== Input records ==

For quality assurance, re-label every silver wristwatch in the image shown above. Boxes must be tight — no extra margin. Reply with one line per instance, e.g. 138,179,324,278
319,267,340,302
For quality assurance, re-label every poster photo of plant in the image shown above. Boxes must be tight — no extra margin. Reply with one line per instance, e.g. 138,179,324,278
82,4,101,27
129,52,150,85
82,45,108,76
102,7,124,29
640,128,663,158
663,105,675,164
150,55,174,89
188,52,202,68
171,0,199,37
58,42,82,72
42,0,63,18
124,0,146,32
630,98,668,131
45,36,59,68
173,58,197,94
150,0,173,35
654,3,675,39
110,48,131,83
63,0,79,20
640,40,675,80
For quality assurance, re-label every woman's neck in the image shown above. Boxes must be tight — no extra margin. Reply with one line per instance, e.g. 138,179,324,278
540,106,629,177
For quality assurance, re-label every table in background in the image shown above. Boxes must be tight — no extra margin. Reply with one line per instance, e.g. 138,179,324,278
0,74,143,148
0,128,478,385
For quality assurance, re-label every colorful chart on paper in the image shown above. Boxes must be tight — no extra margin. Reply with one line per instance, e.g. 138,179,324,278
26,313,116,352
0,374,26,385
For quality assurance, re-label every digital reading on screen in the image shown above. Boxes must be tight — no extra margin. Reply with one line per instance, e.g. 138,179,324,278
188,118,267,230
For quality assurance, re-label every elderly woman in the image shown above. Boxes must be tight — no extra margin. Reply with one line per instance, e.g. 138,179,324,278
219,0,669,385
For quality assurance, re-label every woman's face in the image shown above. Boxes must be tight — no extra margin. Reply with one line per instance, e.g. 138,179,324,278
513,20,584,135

===

Rewrite all of the data above as a numbered list, leaving out any blank lines.

● **Response for this exercise**:
1. For quality assurance, re-label every silver wristwatch in the image shown above. Boxes must be tight — no extra margin. Reply with one line per instance, e.g. 138,179,324,278
2. 319,267,340,302
3. For quality assurance, re-label every poster photo of plant in the image shown above. Boxes must be tight — no extra margin. Reply with one line per instance, e.g. 138,179,324,278
4. 82,4,101,27
5. 129,52,150,85
6. 82,45,108,76
7. 102,7,124,29
8. 640,128,663,158
9. 663,105,675,164
10. 150,55,174,89
11. 188,52,202,68
12. 171,0,199,37
13. 58,42,82,72
14. 42,0,63,18
15. 124,0,146,32
16. 630,98,668,131
17. 45,36,59,68
18. 173,58,197,94
19. 150,0,173,35
20. 654,3,675,39
21. 110,48,131,83
22. 63,0,79,20
23. 640,40,675,80
24. For quality assurance, re-label every woman's neck in the image shown above. Boxes must be tight — no extra margin. Reply with one line per instance, e.g. 138,179,324,278
25. 540,106,629,177
26. For quality assurance, re-label every table in background in the image shown above. Boxes must be tight — no extra margin. Reply with one line per instance, e.g. 138,179,324,278
27. 0,74,143,148
28. 0,128,478,385
29. For quality assurance, re-label every colorful chart on paper in the image shown above. Boxes must be tight — no extra margin. Reply with one line per instance, e.g. 138,179,324,278
30. 26,313,116,352
31. 0,374,26,385
32. For quality assurance, re-label every digital reading on screen in the image shown above. Boxes must be tight — no extra margin. Reply with one line per instance, e.g. 138,179,324,278
33. 188,118,267,230
34. For quality assurance, re-label every elderly woman in the image shown above. Boxes must be tight — no extra margin. Reply with one line per instance, e.g. 138,179,324,278
35. 219,0,669,385
36. For quality assurance, re-label every woman's face in the image shown above. Boxes must be tight — no extra margin. Reply with one line per instance, e.g. 138,179,324,278
37. 513,20,584,135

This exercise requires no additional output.